→ Exercise directions
Search the listing below for the string "foliage" and copy every line where it occurs.

── Records for this task

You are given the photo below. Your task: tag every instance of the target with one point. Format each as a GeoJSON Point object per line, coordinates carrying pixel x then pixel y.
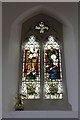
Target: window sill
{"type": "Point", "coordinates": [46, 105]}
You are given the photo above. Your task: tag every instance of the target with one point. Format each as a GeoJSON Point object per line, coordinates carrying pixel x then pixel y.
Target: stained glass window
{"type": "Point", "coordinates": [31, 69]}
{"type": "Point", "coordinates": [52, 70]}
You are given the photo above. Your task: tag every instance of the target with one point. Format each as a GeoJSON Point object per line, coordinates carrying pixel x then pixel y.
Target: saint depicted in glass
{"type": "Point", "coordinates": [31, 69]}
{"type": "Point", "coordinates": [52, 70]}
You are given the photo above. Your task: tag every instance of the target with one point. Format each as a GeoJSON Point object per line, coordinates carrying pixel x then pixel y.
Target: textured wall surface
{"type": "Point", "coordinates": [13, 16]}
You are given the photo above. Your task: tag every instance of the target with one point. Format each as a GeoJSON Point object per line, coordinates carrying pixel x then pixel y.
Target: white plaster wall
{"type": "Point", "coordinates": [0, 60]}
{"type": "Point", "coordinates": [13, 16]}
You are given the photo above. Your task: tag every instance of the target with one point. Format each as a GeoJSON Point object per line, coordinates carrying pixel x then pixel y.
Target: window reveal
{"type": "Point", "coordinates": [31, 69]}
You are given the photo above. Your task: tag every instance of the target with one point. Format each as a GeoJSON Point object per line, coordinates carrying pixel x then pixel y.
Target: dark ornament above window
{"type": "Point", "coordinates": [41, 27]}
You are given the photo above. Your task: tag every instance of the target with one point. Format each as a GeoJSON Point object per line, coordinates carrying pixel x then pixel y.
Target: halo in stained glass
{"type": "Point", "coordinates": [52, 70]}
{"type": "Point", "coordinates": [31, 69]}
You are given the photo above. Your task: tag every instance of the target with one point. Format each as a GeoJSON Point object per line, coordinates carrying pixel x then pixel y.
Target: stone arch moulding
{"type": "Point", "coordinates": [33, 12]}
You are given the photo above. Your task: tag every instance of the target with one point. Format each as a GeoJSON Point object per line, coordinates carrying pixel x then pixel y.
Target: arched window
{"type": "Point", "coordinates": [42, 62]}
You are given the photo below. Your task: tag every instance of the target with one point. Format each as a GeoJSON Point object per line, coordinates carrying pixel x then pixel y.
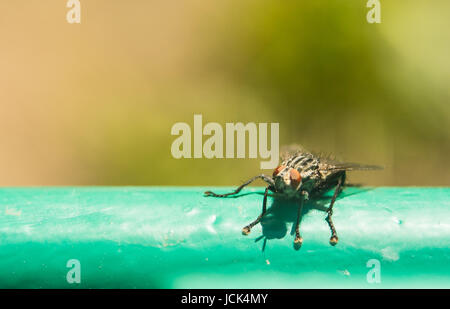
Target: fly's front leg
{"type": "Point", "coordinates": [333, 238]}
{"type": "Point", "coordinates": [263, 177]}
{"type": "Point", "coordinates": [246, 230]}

────
── Records for this task

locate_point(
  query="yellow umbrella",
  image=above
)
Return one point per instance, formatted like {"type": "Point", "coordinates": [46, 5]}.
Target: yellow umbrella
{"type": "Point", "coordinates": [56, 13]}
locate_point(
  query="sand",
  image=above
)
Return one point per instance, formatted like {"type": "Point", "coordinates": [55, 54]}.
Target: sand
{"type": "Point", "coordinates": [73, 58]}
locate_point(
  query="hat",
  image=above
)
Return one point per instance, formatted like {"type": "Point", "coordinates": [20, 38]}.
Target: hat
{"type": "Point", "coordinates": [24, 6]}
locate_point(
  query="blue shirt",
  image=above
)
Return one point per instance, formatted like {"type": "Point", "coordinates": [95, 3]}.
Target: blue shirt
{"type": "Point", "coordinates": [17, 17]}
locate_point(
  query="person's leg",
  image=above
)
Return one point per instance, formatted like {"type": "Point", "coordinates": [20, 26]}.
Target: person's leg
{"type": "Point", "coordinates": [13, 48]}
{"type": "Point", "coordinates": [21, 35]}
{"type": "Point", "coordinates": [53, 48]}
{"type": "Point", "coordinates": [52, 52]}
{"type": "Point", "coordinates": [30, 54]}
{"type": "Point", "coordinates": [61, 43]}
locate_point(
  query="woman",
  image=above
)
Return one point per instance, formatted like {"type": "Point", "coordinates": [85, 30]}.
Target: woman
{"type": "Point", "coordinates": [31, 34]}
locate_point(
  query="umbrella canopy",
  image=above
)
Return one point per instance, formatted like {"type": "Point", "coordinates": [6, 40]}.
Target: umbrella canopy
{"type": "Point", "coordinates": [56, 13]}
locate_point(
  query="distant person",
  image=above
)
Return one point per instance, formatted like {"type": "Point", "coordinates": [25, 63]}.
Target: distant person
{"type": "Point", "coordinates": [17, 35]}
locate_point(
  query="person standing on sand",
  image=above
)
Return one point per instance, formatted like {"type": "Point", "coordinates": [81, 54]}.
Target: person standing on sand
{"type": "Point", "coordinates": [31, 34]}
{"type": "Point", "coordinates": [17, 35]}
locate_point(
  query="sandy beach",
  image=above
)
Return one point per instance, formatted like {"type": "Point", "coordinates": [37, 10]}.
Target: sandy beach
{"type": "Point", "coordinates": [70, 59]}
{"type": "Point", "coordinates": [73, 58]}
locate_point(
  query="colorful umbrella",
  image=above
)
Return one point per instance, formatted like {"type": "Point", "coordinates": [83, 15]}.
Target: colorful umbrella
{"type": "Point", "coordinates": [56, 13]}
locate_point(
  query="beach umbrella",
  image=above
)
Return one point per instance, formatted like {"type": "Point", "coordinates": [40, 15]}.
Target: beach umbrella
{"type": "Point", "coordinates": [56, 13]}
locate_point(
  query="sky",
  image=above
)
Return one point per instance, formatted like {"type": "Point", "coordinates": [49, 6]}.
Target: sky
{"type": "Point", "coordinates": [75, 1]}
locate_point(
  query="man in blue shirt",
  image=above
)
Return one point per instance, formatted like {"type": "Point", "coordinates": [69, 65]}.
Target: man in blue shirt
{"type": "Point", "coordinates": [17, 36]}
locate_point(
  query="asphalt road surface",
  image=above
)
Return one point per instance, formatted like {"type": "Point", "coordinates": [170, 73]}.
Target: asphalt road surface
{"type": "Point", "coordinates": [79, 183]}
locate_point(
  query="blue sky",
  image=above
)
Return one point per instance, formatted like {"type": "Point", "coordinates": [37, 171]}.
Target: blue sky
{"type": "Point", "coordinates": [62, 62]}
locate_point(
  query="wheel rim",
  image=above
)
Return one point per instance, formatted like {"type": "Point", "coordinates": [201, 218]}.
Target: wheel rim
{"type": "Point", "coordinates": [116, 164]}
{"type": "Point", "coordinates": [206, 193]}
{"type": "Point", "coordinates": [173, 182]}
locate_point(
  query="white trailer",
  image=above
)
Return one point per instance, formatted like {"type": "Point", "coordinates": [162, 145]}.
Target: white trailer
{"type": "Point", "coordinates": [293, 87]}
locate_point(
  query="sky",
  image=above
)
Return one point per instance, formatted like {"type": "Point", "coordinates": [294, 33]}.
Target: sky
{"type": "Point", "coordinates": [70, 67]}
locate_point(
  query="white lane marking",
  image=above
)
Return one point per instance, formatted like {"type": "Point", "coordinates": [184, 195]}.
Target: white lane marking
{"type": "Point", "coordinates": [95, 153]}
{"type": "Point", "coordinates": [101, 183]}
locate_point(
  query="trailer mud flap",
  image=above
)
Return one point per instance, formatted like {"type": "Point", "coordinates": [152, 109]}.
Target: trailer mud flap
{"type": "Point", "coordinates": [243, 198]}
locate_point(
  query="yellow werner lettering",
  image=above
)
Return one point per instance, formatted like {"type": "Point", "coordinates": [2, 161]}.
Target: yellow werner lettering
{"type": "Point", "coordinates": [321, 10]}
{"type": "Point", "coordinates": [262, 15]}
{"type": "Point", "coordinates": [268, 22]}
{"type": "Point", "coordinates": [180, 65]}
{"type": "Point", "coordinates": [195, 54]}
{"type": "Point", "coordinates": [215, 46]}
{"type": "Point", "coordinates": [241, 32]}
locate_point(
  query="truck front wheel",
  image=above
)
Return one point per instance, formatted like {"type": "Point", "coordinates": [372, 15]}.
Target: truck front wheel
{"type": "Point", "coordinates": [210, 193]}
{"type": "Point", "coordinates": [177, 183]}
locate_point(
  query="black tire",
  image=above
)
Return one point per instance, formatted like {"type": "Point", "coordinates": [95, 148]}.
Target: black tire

────
── Records for this task

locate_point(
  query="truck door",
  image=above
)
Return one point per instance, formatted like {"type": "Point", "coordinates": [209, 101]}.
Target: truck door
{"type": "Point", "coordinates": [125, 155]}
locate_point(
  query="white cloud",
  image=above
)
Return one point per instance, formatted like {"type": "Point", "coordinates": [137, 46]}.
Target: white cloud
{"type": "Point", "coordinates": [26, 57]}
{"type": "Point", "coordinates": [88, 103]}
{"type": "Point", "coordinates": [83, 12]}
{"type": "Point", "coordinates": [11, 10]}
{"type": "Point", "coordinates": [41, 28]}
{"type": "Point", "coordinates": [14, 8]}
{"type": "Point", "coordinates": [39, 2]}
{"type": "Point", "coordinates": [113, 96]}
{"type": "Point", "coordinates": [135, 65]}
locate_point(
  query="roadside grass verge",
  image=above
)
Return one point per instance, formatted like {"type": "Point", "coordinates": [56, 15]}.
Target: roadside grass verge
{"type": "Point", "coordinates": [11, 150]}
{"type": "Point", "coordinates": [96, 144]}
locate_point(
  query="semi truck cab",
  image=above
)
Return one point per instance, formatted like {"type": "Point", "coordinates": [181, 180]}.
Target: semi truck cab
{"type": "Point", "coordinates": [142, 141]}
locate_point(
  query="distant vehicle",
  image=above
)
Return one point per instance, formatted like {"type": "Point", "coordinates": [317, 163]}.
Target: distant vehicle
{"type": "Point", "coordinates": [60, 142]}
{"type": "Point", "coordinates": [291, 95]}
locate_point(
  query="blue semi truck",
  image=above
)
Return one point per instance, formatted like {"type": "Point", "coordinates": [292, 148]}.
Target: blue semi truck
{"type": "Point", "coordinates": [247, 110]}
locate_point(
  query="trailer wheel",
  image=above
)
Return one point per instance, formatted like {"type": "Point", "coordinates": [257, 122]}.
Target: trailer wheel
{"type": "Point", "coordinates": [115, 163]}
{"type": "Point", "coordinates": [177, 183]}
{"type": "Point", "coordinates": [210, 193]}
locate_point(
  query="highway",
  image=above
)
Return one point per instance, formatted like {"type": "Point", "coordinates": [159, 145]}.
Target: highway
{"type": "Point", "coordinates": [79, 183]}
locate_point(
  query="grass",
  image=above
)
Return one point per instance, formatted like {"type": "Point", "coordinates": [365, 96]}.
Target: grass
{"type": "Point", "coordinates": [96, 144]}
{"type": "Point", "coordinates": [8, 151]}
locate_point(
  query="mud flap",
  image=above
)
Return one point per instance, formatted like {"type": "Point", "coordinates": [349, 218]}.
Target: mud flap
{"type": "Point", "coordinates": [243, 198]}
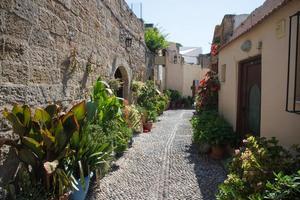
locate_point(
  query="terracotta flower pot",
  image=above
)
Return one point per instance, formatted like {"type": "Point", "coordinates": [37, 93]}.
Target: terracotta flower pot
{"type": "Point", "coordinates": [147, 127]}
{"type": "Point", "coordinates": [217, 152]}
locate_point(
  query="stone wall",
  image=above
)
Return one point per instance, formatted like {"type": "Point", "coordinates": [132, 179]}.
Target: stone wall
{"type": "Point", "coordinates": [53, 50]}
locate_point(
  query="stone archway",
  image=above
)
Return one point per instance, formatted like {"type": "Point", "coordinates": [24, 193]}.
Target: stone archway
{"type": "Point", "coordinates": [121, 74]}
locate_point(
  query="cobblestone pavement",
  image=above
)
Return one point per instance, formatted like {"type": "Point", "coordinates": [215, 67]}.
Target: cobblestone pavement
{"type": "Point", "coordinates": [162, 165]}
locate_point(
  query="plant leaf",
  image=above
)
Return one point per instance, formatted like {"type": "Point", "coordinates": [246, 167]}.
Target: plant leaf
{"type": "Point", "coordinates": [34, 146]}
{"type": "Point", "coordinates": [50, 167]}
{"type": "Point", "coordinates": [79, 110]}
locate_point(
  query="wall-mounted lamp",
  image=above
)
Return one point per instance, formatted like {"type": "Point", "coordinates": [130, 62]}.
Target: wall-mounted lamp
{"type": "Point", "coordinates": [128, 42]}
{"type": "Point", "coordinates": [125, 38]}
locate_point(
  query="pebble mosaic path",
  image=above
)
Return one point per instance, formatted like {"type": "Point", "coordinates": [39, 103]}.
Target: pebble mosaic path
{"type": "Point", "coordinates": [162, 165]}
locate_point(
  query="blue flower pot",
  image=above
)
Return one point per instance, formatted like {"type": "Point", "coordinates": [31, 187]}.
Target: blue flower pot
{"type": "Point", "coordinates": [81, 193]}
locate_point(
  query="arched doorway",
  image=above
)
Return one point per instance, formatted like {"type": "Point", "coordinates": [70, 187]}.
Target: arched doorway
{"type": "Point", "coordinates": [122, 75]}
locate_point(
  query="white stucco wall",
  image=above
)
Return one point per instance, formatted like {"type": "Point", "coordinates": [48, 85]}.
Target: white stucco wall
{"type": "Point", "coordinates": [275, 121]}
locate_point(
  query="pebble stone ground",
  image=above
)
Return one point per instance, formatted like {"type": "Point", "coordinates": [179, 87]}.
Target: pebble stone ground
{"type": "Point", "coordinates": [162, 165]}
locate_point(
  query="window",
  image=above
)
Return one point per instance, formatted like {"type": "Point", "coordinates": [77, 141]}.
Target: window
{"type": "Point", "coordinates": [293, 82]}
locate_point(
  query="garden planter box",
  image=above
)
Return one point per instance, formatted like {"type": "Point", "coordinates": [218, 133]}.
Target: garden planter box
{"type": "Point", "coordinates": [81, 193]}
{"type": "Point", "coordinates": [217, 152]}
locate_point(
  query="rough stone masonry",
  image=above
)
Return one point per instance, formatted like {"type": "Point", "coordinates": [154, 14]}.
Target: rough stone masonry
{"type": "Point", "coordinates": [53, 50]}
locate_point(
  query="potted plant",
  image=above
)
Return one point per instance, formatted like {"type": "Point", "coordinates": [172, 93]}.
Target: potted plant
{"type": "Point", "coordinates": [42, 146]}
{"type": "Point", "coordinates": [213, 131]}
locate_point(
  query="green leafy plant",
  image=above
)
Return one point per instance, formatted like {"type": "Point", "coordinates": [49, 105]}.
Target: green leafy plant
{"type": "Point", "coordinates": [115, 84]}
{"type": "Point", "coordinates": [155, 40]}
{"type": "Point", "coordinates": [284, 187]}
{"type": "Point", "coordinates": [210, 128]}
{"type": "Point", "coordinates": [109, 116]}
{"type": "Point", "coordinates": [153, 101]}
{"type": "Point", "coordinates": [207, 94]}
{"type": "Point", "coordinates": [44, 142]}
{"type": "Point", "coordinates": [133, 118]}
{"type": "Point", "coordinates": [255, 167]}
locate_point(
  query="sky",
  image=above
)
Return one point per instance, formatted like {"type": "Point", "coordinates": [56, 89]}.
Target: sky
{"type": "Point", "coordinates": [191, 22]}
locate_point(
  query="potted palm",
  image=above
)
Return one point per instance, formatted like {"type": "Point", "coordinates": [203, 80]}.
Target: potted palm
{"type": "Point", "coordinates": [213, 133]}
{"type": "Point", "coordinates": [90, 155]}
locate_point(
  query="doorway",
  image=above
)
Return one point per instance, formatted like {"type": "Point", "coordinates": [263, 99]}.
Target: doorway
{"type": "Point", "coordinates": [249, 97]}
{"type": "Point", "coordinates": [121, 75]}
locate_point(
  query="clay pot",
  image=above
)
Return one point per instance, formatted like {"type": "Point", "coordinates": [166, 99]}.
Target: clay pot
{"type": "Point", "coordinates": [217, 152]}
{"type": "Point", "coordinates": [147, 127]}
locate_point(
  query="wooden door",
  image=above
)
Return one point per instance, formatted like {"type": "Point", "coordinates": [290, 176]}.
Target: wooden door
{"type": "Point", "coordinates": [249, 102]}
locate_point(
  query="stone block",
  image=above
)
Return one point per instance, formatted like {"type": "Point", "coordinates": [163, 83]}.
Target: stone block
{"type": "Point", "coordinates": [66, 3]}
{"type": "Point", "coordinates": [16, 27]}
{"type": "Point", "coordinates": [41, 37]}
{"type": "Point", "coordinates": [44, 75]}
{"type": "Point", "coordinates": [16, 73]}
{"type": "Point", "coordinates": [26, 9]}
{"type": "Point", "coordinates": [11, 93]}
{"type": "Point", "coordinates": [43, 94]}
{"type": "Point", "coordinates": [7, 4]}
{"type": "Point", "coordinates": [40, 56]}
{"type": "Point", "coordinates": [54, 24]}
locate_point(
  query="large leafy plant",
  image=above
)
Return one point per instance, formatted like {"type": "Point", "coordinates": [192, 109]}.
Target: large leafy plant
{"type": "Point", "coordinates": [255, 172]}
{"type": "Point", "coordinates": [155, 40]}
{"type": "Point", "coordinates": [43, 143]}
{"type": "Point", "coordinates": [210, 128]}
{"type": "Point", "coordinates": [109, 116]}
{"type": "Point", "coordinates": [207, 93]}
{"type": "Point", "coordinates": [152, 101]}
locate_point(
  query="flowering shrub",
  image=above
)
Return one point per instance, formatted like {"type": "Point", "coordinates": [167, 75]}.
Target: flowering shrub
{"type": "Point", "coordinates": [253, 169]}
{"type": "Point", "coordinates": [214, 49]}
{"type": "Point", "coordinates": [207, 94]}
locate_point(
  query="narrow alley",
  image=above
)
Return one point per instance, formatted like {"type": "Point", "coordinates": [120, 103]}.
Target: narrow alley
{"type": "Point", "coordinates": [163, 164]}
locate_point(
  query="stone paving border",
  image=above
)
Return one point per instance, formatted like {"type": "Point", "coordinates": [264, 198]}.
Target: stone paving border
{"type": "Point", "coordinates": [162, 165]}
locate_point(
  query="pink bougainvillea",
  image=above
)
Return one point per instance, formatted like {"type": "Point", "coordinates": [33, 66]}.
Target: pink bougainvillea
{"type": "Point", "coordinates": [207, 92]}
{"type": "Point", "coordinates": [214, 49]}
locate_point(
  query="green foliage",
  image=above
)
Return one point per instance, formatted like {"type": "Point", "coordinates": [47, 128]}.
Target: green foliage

────

→ Finished task
  query="green foliage",
Target: green foliage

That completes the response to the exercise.